Task statement -
Provide an exact reproduction of every entry.

________________________

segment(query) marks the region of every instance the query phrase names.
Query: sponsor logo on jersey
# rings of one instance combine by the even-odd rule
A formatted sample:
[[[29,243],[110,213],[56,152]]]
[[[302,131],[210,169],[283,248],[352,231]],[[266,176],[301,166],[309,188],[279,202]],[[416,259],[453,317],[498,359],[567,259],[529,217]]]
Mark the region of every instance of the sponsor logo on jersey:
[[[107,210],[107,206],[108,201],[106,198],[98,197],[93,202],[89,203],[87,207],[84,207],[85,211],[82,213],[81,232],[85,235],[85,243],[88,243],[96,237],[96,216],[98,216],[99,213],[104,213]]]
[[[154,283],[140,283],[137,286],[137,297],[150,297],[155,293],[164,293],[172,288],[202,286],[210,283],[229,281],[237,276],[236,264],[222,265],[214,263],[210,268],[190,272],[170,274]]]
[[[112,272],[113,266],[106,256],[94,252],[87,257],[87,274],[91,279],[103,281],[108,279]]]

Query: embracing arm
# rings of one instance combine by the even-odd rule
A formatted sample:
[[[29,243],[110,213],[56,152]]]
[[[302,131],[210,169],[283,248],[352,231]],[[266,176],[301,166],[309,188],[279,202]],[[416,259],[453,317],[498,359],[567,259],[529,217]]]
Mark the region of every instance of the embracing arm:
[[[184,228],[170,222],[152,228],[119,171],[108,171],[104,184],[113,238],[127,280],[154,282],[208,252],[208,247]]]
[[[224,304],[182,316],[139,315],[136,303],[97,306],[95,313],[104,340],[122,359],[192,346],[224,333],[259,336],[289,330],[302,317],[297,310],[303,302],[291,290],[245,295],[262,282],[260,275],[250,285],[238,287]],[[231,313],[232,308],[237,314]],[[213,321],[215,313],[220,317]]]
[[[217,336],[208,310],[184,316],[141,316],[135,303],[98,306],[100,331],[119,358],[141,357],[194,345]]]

________________________

Exercise answer -
segment(query) marks the region of every instance the query phrase names.
Query: sponsor logo on jersey
# rings of one instance combine by the even-odd rule
A formatted sample:
[[[29,243],[110,213],[56,152]]]
[[[302,131],[210,169],[283,248],[352,231]],[[266,176],[301,166],[309,188],[279,202]],[[416,259],[453,317],[498,359],[567,259],[529,217]]]
Mark the region of every instance of the sponsor logo on jersey:
[[[107,210],[107,206],[108,201],[106,198],[98,197],[93,202],[89,203],[87,207],[84,207],[85,211],[82,213],[81,232],[85,235],[85,243],[88,243],[96,237],[96,216],[98,216],[99,213],[104,213]]]
[[[154,283],[140,283],[137,286],[137,297],[150,297],[155,293],[164,293],[172,288],[202,286],[210,283],[229,281],[237,276],[236,264],[222,265],[214,263],[210,268],[190,272],[170,274]]]
[[[112,272],[113,266],[106,256],[94,252],[87,257],[87,274],[91,279],[103,281],[108,279]]]

Query: embracing arm
# rings of one instance combine by the even-odd rule
A formatted sample:
[[[29,243],[110,213],[56,152]]]
[[[302,131],[210,169],[283,248],[352,231]],[[266,176],[301,166],[309,188],[279,202]],[[416,259],[453,317],[498,359],[567,259],[529,217]]]
Mark the region of every instance of the embracing arm:
[[[184,228],[170,222],[152,228],[119,171],[108,171],[104,184],[113,238],[127,280],[154,282],[208,252],[208,247]]]
[[[224,304],[182,316],[139,315],[136,303],[97,306],[95,313],[104,340],[122,359],[192,346],[224,333],[259,336],[289,330],[302,317],[297,310],[303,302],[291,290],[245,295],[262,282],[260,275],[250,285],[238,287]],[[231,313],[232,308],[237,314]],[[213,321],[215,313],[220,317]]]
[[[217,336],[208,310],[184,316],[141,316],[135,303],[98,306],[100,331],[119,358],[141,357],[194,345]]]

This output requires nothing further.